Texto de lectura:

::::

Complejidades del asunto del “habito habitual”

La cacofónica expresión “hábito habitual” destaca en su repetición la paradoja del hábito de los religiosos (y religiosas) en nuestro tiempo. Por su misma designación, el “hábito” debería ser el vestido “habitual.” En el caso, por ejemplo, de nosotros los dominicos, ello implica el uso de la túnica, sujetada con cinturón y con un rosario; más el escapulario y la capucha. Nuestras Constituciones consideran que ese es el vestido natural (o sea, habitual) dentro del convento, mientras que para uso fuera del convento se supone que el Provincial debe decidir qué se hace, “respetando las leyes eclesiásticas.” (véase LCO 50 y 51).

::::

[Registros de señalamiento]
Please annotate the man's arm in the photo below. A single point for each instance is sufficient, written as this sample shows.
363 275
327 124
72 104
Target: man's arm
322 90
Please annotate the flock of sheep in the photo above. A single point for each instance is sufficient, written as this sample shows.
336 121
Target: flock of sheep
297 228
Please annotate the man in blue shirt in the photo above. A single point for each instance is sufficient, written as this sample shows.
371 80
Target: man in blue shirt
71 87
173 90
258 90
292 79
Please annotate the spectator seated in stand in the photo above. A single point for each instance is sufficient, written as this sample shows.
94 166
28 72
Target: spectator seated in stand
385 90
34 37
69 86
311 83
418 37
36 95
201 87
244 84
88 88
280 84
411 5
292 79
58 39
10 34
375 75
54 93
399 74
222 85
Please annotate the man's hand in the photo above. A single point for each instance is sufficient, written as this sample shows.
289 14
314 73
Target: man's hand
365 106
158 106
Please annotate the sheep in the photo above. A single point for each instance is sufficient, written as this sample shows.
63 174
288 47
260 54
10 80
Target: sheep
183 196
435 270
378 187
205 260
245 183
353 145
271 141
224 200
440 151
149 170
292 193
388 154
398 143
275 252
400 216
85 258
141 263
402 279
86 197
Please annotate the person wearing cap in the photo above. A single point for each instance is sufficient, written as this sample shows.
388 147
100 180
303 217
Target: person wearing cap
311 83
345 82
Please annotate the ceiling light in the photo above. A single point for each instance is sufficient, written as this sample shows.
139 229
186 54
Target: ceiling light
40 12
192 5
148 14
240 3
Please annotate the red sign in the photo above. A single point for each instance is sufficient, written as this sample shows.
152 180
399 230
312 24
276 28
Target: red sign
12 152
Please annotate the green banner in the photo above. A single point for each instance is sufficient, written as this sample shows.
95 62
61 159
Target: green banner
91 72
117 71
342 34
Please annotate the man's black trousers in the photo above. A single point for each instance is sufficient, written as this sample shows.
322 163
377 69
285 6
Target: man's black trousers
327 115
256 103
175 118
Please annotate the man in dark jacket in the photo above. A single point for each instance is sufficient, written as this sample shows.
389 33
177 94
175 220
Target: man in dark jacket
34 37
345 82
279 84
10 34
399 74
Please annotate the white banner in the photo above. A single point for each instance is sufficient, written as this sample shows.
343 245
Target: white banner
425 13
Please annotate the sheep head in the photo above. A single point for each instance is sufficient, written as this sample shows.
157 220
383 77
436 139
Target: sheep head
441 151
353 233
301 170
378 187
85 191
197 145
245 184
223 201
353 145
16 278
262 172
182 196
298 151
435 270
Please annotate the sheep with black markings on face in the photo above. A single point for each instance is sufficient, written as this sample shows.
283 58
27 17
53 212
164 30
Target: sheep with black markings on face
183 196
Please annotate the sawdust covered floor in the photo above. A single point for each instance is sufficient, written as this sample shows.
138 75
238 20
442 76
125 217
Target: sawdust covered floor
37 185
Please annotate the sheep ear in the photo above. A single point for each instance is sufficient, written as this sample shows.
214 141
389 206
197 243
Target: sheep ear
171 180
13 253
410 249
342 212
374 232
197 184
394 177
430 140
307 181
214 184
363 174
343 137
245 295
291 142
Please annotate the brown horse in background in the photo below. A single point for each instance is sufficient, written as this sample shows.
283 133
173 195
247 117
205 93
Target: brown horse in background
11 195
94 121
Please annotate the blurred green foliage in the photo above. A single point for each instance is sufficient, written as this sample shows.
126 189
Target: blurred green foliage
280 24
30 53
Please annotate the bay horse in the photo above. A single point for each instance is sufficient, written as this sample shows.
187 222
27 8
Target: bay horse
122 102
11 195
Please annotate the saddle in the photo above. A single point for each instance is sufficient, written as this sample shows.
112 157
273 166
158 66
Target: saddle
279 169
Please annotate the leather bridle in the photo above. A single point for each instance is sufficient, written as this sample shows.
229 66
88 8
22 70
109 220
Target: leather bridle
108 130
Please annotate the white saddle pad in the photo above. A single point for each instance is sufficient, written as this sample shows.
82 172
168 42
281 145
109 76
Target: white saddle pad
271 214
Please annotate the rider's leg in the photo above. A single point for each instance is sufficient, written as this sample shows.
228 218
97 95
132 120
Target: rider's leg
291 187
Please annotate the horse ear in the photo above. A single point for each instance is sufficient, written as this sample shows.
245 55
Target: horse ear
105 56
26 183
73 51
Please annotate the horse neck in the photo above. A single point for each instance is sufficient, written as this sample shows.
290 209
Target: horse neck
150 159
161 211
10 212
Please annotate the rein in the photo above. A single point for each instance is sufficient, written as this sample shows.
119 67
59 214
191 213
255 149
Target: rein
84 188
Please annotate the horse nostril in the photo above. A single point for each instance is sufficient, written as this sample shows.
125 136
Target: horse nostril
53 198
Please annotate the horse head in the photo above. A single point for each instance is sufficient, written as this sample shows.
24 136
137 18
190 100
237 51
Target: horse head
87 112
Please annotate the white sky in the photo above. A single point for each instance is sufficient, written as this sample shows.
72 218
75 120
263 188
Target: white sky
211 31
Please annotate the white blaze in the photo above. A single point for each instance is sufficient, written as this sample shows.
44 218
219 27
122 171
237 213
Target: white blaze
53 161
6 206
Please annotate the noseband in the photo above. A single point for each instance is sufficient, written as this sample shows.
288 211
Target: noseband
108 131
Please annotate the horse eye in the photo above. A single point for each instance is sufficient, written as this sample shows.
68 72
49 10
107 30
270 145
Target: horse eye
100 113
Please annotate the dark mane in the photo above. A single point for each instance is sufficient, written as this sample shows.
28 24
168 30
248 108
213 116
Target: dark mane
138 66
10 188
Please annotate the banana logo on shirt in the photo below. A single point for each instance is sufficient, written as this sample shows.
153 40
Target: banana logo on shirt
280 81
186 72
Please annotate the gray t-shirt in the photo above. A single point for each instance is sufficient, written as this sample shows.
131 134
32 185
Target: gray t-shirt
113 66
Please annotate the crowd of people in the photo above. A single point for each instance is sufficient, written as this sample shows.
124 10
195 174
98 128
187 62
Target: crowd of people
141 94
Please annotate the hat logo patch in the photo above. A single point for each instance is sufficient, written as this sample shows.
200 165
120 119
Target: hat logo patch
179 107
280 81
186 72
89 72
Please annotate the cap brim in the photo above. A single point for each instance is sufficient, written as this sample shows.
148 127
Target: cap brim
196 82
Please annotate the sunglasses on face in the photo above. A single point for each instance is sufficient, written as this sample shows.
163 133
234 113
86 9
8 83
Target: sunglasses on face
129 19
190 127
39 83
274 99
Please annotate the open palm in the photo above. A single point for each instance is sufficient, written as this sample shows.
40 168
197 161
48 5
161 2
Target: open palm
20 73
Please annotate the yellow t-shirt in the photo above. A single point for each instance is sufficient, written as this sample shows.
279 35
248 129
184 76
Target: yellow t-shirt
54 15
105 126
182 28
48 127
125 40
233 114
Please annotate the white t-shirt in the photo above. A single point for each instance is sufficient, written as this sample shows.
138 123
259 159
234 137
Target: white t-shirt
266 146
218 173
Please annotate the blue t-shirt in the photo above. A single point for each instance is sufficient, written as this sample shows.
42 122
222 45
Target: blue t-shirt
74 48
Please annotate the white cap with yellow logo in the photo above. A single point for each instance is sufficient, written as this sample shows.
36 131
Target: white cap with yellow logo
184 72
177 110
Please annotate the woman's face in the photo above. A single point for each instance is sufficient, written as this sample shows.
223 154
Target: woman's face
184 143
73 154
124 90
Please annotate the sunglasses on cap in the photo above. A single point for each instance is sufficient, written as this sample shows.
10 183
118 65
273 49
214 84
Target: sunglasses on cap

::::

Tareas requeridas:
A - Enumera todas las piezas que, según el texto sobre el hábito, forman el hábito de los dominicos.
B - Copia del texto sobre el hábito el fragmento que empieza con "La cacofónica expresión" y sigue hasta "LCO 50 y 51).".
C - Según el texto sobre el hábito, ¿quién debe decidir qué se hace con el vestido para uso fuera del convento?

Respuestas en orden:
A - La túnica, el cinturón, el rosario, el escapulario y la capucha.

B -
La cacofónica expresión “hábito habitual” destaca en su repetición la paradoja del hábito de los religiosos (y religiosas) en nuestro tiempo. Por su misma designación, el “hábito” debería ser el vestido “habitual.” En el caso, por ejemplo, de nosotros los dominicos, ello implica el uso de la túnica, sujetada con cinturón y con un rosario; más el escapulario y la capucha. Nuestras Constituciones consideran que ese es el vestido natural (o sea, habitual) dentro del convento, mientras que para uso fuera del convento se supone que el Provincial debe decidir qué se hace, “respetando las leyes eclesiásticas.” (véase LCO 50 y 51).

C - El Provincial.